▸ **Work to do**
Repeat every line of the records below word for word.

Point labeling dataset excerpts
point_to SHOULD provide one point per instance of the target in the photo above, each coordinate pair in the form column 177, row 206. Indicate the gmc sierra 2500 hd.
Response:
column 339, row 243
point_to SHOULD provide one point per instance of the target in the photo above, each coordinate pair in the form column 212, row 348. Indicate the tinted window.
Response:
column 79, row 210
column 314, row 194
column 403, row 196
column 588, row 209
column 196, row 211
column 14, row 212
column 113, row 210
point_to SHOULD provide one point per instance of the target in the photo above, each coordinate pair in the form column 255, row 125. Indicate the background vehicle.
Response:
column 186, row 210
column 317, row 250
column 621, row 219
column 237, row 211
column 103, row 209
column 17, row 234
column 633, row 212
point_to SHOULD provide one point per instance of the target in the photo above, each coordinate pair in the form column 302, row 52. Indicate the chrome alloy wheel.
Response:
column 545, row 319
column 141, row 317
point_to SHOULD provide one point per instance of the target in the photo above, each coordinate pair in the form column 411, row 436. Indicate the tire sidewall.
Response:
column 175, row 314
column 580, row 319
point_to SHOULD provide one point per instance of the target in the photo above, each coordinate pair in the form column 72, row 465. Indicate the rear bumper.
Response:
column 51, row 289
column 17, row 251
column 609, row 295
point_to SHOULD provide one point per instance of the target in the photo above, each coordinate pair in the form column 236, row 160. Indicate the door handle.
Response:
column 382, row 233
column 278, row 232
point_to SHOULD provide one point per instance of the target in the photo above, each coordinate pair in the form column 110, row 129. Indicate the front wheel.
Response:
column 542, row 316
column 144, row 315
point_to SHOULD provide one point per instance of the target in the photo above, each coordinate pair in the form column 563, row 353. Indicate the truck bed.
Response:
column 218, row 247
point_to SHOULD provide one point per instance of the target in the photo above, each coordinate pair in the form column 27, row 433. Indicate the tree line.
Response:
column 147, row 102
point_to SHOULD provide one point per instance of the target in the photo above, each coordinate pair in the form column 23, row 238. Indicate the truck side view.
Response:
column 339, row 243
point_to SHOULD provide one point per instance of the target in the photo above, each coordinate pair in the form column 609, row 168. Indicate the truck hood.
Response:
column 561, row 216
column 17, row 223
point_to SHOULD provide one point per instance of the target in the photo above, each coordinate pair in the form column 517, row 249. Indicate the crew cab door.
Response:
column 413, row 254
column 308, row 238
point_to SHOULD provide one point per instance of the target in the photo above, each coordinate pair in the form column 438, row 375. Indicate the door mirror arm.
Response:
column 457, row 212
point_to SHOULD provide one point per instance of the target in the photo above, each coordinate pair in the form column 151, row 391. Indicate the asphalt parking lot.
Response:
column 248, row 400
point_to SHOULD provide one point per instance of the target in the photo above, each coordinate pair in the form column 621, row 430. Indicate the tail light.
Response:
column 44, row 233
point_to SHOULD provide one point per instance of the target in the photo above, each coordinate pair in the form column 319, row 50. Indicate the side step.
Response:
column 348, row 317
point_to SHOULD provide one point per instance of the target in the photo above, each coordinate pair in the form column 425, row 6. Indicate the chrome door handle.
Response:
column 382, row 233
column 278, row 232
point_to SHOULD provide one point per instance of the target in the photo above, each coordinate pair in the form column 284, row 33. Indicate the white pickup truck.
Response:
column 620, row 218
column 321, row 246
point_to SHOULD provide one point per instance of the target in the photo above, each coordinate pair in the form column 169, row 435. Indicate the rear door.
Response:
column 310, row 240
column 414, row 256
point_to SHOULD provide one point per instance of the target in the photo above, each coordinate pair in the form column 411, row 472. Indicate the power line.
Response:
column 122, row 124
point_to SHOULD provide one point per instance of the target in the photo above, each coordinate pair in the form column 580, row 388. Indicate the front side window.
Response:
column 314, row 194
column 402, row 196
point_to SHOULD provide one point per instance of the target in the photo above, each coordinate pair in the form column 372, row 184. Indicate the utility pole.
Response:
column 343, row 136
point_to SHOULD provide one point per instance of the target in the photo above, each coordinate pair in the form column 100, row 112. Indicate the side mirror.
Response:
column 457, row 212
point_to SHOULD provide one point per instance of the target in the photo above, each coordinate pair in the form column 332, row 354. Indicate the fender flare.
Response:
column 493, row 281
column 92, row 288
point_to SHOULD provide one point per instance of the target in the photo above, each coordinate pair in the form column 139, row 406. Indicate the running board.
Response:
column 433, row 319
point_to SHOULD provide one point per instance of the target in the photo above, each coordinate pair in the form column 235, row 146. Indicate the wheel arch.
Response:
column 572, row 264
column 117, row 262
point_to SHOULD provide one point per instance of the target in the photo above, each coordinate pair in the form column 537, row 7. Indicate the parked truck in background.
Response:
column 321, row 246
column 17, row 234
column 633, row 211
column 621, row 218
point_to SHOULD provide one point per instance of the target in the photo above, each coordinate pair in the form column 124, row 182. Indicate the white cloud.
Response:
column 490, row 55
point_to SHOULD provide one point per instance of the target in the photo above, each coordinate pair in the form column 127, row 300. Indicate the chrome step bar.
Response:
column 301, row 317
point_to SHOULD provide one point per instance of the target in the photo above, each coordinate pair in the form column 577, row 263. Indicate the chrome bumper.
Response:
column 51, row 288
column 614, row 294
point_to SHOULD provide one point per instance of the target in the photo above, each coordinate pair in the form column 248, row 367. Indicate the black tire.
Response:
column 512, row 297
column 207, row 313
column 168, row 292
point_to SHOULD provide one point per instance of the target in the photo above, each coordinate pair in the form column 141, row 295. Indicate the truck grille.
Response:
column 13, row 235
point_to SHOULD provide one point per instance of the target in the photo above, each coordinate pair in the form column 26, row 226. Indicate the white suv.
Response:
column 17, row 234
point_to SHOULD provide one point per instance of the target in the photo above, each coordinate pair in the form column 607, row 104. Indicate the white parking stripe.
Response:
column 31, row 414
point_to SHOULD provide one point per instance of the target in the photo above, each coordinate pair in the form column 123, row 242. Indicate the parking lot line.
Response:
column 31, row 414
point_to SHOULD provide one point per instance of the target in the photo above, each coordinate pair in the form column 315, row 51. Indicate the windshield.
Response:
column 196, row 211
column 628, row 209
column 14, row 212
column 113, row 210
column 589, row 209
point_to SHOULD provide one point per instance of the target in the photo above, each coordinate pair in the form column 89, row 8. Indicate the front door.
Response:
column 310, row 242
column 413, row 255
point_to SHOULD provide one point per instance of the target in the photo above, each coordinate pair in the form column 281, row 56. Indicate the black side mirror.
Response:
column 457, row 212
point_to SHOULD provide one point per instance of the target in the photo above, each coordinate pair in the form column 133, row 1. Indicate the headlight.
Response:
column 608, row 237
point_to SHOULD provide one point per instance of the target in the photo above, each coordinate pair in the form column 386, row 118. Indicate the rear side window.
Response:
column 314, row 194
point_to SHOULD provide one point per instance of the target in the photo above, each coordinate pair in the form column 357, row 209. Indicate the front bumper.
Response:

▸ **Answer below**
point_to SHOULD provide one point per instance of the target in the photo above, each coordinate pair in the form column 177, row 206. Indicate the gmc sierra 2500 hd.
Response:
column 339, row 243
point_to SHOULD provide one point per instance of the target in the photo above, each coordinate pair in the form column 212, row 348. Indicate the tinted window.
Response:
column 79, row 210
column 314, row 194
column 403, row 196
column 588, row 209
column 196, row 211
column 14, row 212
column 113, row 210
point_to SHOULD provide one point per instance of the target in the photo above, each coordinate pair in the form column 255, row 125. Indicate the background vehicle.
Response:
column 186, row 210
column 317, row 250
column 621, row 219
column 237, row 211
column 103, row 209
column 17, row 234
column 633, row 212
point_to SHOULD provide one point per instance of the target in the photo above, each coordinate pair in the form column 302, row 52. Indicate the chrome alloy wheel.
Response:
column 545, row 319
column 141, row 317
point_to SHOULD provide one point per instance of the target in the photo above, each coordinate pair in the form column 411, row 436. Indicate the tire sidewall.
Response:
column 175, row 314
column 580, row 319
point_to SHOULD provide one point per instance of the target in the photo above, each coordinate pair in the form column 72, row 465. Indicate the rear bumper.
Response:
column 51, row 289
column 17, row 251
column 609, row 295
point_to SHOULD provide one point per instance of the target in the photo above, each coordinate pair in the form column 236, row 160. Indicate the door handle.
Response:
column 382, row 233
column 278, row 232
point_to SHOULD provide one point per instance of the target in the photo above, each coordinate pair in the form column 110, row 129. Indicate the front wheel.
Response:
column 542, row 316
column 144, row 315
point_to SHOULD provide one point per instance of the target in the photo above, each coordinate pair in the form column 563, row 353. Indicate the truck bed.
Response:
column 218, row 247
point_to SHOULD provide one point per instance of the target in the photo above, each coordinate pair in the form column 27, row 433. Indicate the tree line.
Response:
column 147, row 102
point_to SHOULD provide one point per instance of the target in the photo above, each coordinate pair in the form column 23, row 238. Indicate the truck side view.
Response:
column 339, row 243
point_to SHOULD provide one point per instance of the target in the photo above, each coordinate pair in the form column 609, row 168. Indicate the truck hood.
Response:
column 561, row 216
column 17, row 223
point_to SHOULD provide one point per instance of the target in the photo above, each coordinate pair in the form column 517, row 249. Indicate the crew cab door.
Response:
column 413, row 254
column 308, row 238
point_to SHOULD provide one point per instance of the target in the photo above, each coordinate pair in the form column 438, row 375. Indicate the door mirror arm.
Response:
column 457, row 212
point_to SHOULD provide one point per instance of the target in the photo above, each coordinate pair in the form column 151, row 391. Indicate the asphalt parking lot.
Response:
column 248, row 400
point_to SHOULD provide one point per instance of the target in the photo above, each coordinate pair in the form column 621, row 430. Indicate the tail light.
Response:
column 44, row 233
point_to SHOULD provide one point per instance of the target in the photo above, each coordinate pair in the form column 319, row 50. Indicate the side step.
Response:
column 348, row 317
point_to SHOULD provide one point per instance of the target in the photo above, each coordinate pair in the form column 425, row 6. Indicate the chrome door handle.
Response:
column 382, row 233
column 278, row 232
point_to SHOULD provide one point per instance of the target in the photo above, each coordinate pair in the form column 284, row 33. Indicate the white pickup truck.
Response:
column 620, row 218
column 321, row 246
point_to SHOULD provide one point per instance of the target in the photo above, each coordinate pair in the form column 169, row 435. Indicate the rear door.
Response:
column 310, row 240
column 414, row 256
point_to SHOULD provide one point per instance of the target in the photo above, each coordinate pair in the form column 411, row 472. Indicate the power line.
Response:
column 122, row 124
point_to SHOULD provide one point per instance of the target in the photo above, each coordinate pair in the form column 580, row 388. Indicate the front side window.
Response:
column 314, row 194
column 402, row 196
point_to SHOULD provide one point per instance of the target in the photo above, each coordinate pair in the form column 372, row 184. Indicate the utility pole.
Response:
column 343, row 136
point_to SHOULD provide one point per instance of the target in the photo above, each coordinate pair in the form column 100, row 112. Indicate the side mirror.
Response:
column 457, row 212
point_to SHOULD provide one point per instance of the target in the photo above, each coordinate pair in the form column 332, row 354. Indicate the fender flare.
Response:
column 493, row 281
column 92, row 288
point_to SHOULD provide one point per instance of the target in the photo above, each coordinate pair in the form column 139, row 406. Indicate the running board.
Response:
column 433, row 319
point_to SHOULD provide one point per instance of the target in the photo above, each coordinate pair in the form column 235, row 146. Indicate the wheel arch.
Response:
column 572, row 264
column 117, row 262
point_to SHOULD provide one point per instance of the target in the photo above, each coordinate pair in the form column 537, row 7. Indicate the parked truck in background.
Response:
column 321, row 246
column 17, row 234
column 633, row 211
column 621, row 218
point_to SHOULD provide one point per instance of the target in the photo above, each coordinate pair in the form column 124, row 182. Indicate the white cloud.
Response:
column 490, row 55
point_to SHOULD provide one point per instance of the target in the photo above, each coordinate pair in the form column 127, row 300. Indicate the chrome step bar.
Response:
column 301, row 317
point_to SHOULD provide one point per instance of the target in the photo above, each coordinate pair in the form column 577, row 263. Indicate the chrome bumper.
Response:
column 51, row 288
column 614, row 294
point_to SHOULD provide one point per instance of the target in the photo above, each coordinate pair in the form column 248, row 367. Indicate the black tire.
Response:
column 512, row 297
column 207, row 313
column 168, row 292
point_to SHOULD provide one point per instance of the target in the photo above, each coordinate pair in the form column 141, row 295. Indicate the truck grille.
Response:
column 13, row 235
point_to SHOULD provide one point per instance of the target in the photo above, each coordinate pair in the form column 26, row 226. Indicate the white suv.
Response:
column 17, row 234
point_to SHOULD provide one point per instance of the target in the photo above, each coordinate pair in the form column 607, row 104. Indicate the white parking stripe.
Response:
column 31, row 414
point_to SHOULD provide one point per instance of the target in the photo above, each coordinate pair in the form column 123, row 242. Indicate the parking lot line.
Response:
column 31, row 414
point_to SHOULD provide one point per instance of the target in the photo above, each coordinate pair in the form column 315, row 51. Indicate the windshield.
Response:
column 196, row 211
column 628, row 209
column 14, row 212
column 113, row 210
column 589, row 209
point_to SHOULD provide one point per instance of the target in the photo above, each coordinate pair in the form column 89, row 8. Indicate the front door.
Response:
column 310, row 242
column 413, row 255
point_to SHOULD provide one point per instance of the target in the photo above, each coordinate pair in the form column 281, row 56. Indicate the black side mirror.
Response:
column 457, row 212
point_to SHOULD provide one point per instance of the target in the photo above, each coordinate pair in the form column 133, row 1. Indicate the headlight.
Response:
column 608, row 237
point_to SHOULD provide one point per instance of the target in the photo above, each coordinate pair in the form column 386, row 118. Indicate the rear side window.
Response:
column 314, row 194
point_to SHOULD provide one point per instance of the target in the photo above, each coordinate pair in the form column 357, row 209. Indicate the front bumper.
Response:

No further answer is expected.